# Harlequin vs. False Harlequin Rasbora



## forddna (Sep 12, 2007)

How can I tell the difference between a Harlequin and a False Harlequin? The store only knew them as "Rasbora Tetras." :icon_roll (most of the employees are saltwater keepers)


----------



## DanG (Apr 25, 2006)

False Harlequins? I know of three types of Harlequin Rasboras, the true Harlequin which can have several color morhps, one rosier and one slightly less so. Some even very dark.

Then there is the Espei, with the swoosh, as it were. Very orangy, narrower body, and quite beautiful. 

Then there is the Hengeli, also quite beautiful. I have all three. 

There is also apparently a type called the somphongsi, though I have never seen it or actually heard of it before just now. You can google the others and see pictures of them. 

Never heard of a rasbora tetra myself. But maybe they exist.


----------



## forddna (Sep 12, 2007)

The Espei is the one this site calls a False Harlequin.

These fish have bright orange eyes and orange on their fins. There is orange above and below the black spot. I'll have to try to get pictures, but the curved glass is a PITA for that.


----------



## BiscuitSlayer (Apr 1, 2005)

I keep espeis and regular harlequins. There is an obvious difference. Here is a picture that I took a while back with an espei and a normal harlequin:










Don't pay attention to the rosy mark. The thread was about how some regular harlequins are colored differently sometimes.

-- Material provided --
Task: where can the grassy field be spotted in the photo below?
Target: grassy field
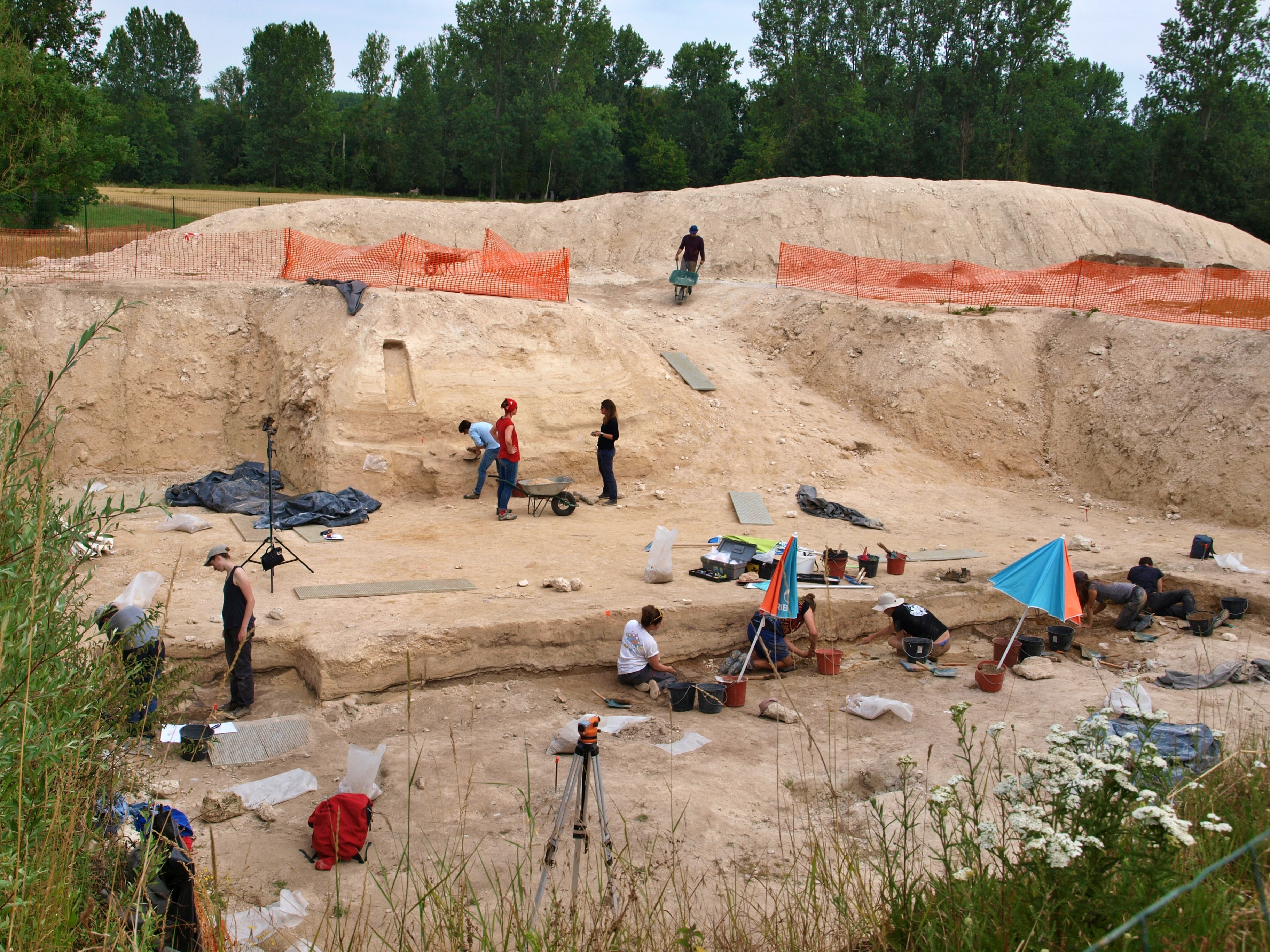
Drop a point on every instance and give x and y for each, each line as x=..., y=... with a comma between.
x=194, y=204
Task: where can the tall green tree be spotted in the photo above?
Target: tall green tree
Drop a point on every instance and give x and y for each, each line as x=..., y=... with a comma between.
x=290, y=73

-- Work to complete --
1: In the rasbora thread, copy the stretch from "How can I tell" through "have all three." word for word.
2: Answer these questions from the rasbora thread:
(a) What name did the store know the fish by?
(b) Which fish does the site call a False Harlequin?
(c) What two kinds of fish does BiscuitSlayer keep?

-- Solutions below --
1:
How can I tell the difference between a Harlequin and a False Harlequin? The store only knew them as "Rasbora Tetras." :icon_roll (most of the employees are saltwater keepers)


----------



## DanG (Apr 25, 2006)

False Harlequins? I know of three types of Harlequin Rasboras, the true Harlequin which can have several color morhps, one rosier and one slightly less so. Some even very dark.

Then there is the Espei, with the swoosh, as it were. Very orangy, narrower body, and quite beautiful. 

Then there is the Hengeli, also quite beautiful. I have all three.

2:
(a) "Rasbora Tetras"
(b) The Espei
(c) Espeis and regular harlequins